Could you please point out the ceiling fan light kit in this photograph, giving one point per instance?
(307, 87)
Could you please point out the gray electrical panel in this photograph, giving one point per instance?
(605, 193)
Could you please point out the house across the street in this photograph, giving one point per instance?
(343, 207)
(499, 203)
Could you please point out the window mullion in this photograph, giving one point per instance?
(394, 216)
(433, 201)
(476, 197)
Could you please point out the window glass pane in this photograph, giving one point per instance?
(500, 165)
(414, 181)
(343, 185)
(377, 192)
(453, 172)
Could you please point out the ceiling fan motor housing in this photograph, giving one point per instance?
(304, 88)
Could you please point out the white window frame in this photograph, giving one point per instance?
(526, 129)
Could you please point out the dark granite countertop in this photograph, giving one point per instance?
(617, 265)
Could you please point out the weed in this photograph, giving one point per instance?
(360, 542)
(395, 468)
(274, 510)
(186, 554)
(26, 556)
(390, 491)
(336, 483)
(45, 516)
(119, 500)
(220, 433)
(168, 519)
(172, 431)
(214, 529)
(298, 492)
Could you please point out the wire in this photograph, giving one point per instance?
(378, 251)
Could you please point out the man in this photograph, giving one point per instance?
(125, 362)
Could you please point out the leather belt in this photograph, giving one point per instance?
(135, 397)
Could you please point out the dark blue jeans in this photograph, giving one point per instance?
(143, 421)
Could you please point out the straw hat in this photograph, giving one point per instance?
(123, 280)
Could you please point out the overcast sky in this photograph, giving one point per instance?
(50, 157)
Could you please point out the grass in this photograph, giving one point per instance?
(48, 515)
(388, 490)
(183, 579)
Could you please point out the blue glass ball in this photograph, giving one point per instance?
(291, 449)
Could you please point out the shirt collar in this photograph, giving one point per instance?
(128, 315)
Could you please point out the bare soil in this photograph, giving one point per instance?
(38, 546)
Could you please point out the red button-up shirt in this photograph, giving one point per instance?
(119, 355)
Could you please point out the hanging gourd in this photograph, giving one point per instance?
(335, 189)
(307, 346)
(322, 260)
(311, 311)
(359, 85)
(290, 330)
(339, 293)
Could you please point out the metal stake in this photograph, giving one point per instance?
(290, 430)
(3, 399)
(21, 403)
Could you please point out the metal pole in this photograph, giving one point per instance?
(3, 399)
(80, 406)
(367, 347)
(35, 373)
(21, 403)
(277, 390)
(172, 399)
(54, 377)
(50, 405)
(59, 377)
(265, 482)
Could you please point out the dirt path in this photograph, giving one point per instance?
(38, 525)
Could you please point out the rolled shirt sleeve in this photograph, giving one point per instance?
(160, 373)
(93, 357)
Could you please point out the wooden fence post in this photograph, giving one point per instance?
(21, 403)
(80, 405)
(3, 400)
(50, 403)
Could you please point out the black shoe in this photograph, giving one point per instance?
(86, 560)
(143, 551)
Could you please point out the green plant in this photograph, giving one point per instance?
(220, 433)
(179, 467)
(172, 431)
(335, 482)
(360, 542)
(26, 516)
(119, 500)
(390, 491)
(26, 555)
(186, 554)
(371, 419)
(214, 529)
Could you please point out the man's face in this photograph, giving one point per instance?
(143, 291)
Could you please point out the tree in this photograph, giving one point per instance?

=====

• **Task brief**
Print the line containing "Could you please point out the metal stake" and every line after it to the end of the records above, exactly as written, and nothing else.

• **Worked answer**
Could you please point out the metal stake in this photograph, giving one point per instance?
(290, 430)
(3, 399)
(21, 403)
Could you please point out the metal pole in this photograph, giving one point per instance?
(3, 399)
(80, 406)
(367, 347)
(35, 373)
(21, 403)
(277, 390)
(172, 399)
(54, 377)
(50, 405)
(59, 377)
(265, 482)
Could you please point out the dirt path in this photograph, giving one point per instance?
(38, 525)
Could you please point out the rolled shirt sleeve in this photograph, giving one point per instance?
(160, 373)
(93, 357)
Could you please point out the wooden fence post in this photograph, giving one point per instance?
(21, 403)
(80, 405)
(3, 400)
(50, 403)
Could you please point out the black shoe in this photograph, giving one point per instance?
(86, 560)
(143, 551)
Could you please point out the green plant in this photograph, giving one point per instance?
(220, 433)
(179, 467)
(172, 431)
(335, 482)
(360, 542)
(26, 516)
(119, 500)
(390, 491)
(26, 555)
(186, 554)
(371, 419)
(214, 529)
Could you please point out the man's face in this photograph, giving one point per instance?
(143, 291)
Could you please point out the tree in this photograph, giving one point per instance?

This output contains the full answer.